=== Your goal ===
Copy out, in full, each line below that contains the word "such".
####
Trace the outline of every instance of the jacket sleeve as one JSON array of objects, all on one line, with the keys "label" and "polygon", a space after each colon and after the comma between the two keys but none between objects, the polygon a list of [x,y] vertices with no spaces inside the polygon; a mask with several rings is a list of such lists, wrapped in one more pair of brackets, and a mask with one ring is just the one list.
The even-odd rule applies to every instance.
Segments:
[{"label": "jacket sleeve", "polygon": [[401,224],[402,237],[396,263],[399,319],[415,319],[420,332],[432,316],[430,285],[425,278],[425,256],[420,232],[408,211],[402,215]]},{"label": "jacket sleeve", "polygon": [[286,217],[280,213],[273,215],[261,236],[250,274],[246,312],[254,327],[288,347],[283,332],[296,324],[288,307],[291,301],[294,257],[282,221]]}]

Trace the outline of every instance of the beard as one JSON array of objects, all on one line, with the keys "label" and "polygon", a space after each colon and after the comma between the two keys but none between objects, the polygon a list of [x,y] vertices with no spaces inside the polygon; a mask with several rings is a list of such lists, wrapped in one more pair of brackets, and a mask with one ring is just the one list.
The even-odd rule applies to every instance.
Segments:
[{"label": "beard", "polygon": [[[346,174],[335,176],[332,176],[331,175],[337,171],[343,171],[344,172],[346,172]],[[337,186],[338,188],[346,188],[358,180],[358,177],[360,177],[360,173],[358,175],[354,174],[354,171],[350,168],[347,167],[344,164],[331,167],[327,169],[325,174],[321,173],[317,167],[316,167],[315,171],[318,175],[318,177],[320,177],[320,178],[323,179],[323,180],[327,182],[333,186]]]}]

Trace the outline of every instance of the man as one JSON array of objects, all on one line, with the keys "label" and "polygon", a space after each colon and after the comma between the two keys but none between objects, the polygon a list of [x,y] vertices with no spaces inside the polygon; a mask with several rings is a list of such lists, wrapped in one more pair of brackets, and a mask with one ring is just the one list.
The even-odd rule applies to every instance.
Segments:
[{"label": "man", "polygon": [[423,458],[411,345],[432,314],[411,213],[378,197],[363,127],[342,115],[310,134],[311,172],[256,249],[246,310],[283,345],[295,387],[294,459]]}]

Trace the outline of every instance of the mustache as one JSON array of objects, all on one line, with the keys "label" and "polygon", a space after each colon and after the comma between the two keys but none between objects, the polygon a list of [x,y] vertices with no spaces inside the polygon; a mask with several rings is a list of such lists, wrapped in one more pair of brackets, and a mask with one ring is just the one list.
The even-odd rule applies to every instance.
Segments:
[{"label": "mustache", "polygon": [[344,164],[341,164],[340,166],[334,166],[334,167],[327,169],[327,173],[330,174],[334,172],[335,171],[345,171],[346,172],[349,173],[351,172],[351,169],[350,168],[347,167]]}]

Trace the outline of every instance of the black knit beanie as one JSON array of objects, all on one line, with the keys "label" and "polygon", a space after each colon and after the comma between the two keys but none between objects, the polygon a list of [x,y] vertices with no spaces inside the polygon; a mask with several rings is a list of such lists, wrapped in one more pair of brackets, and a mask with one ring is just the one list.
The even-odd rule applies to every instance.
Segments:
####
=== Task solution ===
Trace the outline of every instance of the jacket sleeve as one JSON array of objects, all on one line, with the keys "label" and "polygon", a space after each colon and after the comma between the two keys but none between objects, the polygon a list of [x,y] vertices with no spaces inside the polygon; a mask with several rings is a list of such lists, wrapped in one more pair of brackets, and a mask with one ring is just the one list.
Trace the outline of every instance of the beard as one JSON array of objects, all on one line, with the keys "label" and "polygon", a space after each colon and after the comma between the two keys but none between objects, the polygon a list of [x,y] vertices with no spaces inside the polygon; a mask with several rings is a list of such lists, wrapped in one more pair of brackets, and a mask with one ring is just the one list.
Trace the outline of every instance of the man as one JSON array of objects, all on one line, with the keys "label" and "polygon", a space after each colon and after the comma between the two keys but none between objects, the polygon a list of [x,y] vertices with no spaces inside the polygon; a mask with several rings is a list of such lists, wrapped in one more pair of brackets, and a mask with one ring is just the one list.
Trace the outline of every instance of the mustache as one JSON array of objects, all on one line, with the keys "label" and "polygon", a space after each colon and after the comma between the two keys but none between objects, the polygon a list of [x,y] vertices with no spaces inside the polygon; a mask with several rings is a list of such lists, wrapped in one more pair of brackets, and a mask with one ring is just the one list.
Trace the outline of every instance of the black knit beanie as one JSON array of objects, all on one line, with the keys "label" and "polygon", a space after each colon and after the comma between the two keys but none between objects, the polygon a list of [x,y] vertices with no spaces inside the polygon; a mask with several rings is a list of such lists, wrapped in one more pair of brackets, and a mask with one ring is just the one list.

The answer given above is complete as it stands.